---------- Listed entries
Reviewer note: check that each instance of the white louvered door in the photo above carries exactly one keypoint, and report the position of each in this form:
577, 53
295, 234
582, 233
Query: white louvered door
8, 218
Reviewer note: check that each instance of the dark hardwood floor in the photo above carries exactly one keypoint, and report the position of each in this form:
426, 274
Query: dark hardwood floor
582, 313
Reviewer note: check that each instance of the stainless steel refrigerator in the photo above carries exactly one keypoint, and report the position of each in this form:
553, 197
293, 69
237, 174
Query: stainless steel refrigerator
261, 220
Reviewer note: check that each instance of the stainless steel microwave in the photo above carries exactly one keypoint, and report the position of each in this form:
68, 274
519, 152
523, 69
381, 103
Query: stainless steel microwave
--------------------
## Exercise goal
Recast every line of the listing above as a JSON list of strings, one string per line, with blank lines left out.

## Exercise solution
[
  "Reviewer note: check that each instance of the white louvered door in the photo above carries exactly one keypoint, and report the position of each in this form:",
  "577, 53",
  "295, 234",
  "582, 233",
  "Query: white louvered door",
  "8, 218",
  "Reviewer note: check that each instance of the dark hardwood floor in the photo above carries exactly one keypoint, and report the position of each in this form:",
  "426, 274",
  "Query: dark hardwood floor",
  "582, 313",
  "Reviewer note: check that each instance of the stainless steel refrigerator in the photo above carries exactly one keypoint, and report the position of each in this form:",
  "553, 197",
  "293, 69",
  "237, 174",
  "Query: stainless steel refrigerator",
  "261, 220",
  "Reviewer note: check that each instance of the stainless steel microwave in the photo above carries exactly one keypoint, and report the position of each in this form:",
  "68, 274",
  "519, 152",
  "523, 69",
  "381, 103",
  "Query: stainless steel microwave"
]